Set exercise →
Copy the forum post below on making JSONEncoder faster word for word, from its title to its last sentence.

Passage provided →
◆ ◆ ◆

Rearchitecting JSONEncoder to be much faster

michaeleisel · August 22, 2019, 4:52pm

Currently, JSONEncoder can spend a lot of time doing the following things:

Creating intermediate Swift/ObjC data structures to pass to JSONSerialization
Creating a new Swift String for each key conversion
Inside of JSONSerialization, using libc functions to convert numbers to strings

All of these things can be resolved with a different architecture. There may be other good ones, and if so I'd love to hear about them, but here's what I'll pitch:

Whenever an encode method is called, write the JSON out directly, rather than storing anything in dictionaries or delegating any work to JSONSerialization. The one tricky bit is that it may be told to encode something that needs to come later after other, unseen, pieces of data are encoded. For example:

let container1 = encoder.unkeyedContainer()
let container2 = encoder.unkeyedContainer()
container2.encode(...)
container1.encode(...)

If container2's data is written directly to the final Data that will be output, then we have a problem when container1 tries to write to it. However, this will only happen, correct me if I'm wrong, when the user has implemented their own encoding method and is getting a bit wonky with it. At that point, it could keep track of multiple strings and paste them together. There are different ways to do this, and I can flesh out that part, but first I want to gauge interest in this overall proposal.

Another benefit is that, with Swift handling the whole process and not delegating to JSONSerialization, it will be able to optimize things like the conversion of numbers to strings, which is rarely as fast as possible when using libc functions. It may even be able to write multiple numbers at once in a fast way with vectorized instructions. But this is an optional benefit.

◆ ◆ ◆

Recorded information →
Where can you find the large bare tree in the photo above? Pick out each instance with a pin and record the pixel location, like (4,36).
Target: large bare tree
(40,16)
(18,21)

◆ ◆ ◆

Exercise response →
Rearchitecting JSONEncoder to be much faster

michaeleisel · August 22, 2019, 4:52pm

Currently, JSONEncoder can spend a lot of time doing the following things:

Creating intermediate Swift/ObjC data structures to pass to JSONSerialization
Creating a new Swift String for each key conversion
Inside of JSONSerialization, using libc functions to convert numbers to strings

All of these things can be resolved with a different architecture. There may be other good ones, and if so I'd love to hear about them, but here's what I'll pitch:

Whenever an encode method is called, write the JSON out directly, rather than storing anything in dictionaries or delegating any work to JSONSerialization. The one tricky bit is that it may be told to encode something that needs to come later after other, unseen, pieces of data are encoded. For example:

let container1 = encoder.unkeyedContainer()
let container2 = encoder.unkeyedContainer()
container2.encode(...)
container1.encode(...)

If container2's data is written directly to the final Data that will be output, then we have a problem when container1 tries to write to it. However, this will only happen, correct me if I'm wrong, when the user has implemented their own encoding method and is getting a bit wonky with it. At that point, it could keep track of multiple strings and paste them together. There are different ways to do this, and I can flesh out that part, but first I want to gauge interest in this overall proposal.

Another benefit is that, with Swift handling the whole process and not delegating to JSONSerialization, it will be able to optimize things like the conversion of numbers to strings, which is rarely as fast as possible when using libc functions. It may even be able to write multiple numbers at once in a fast way with vectorized instructions. But this is an optional benefit.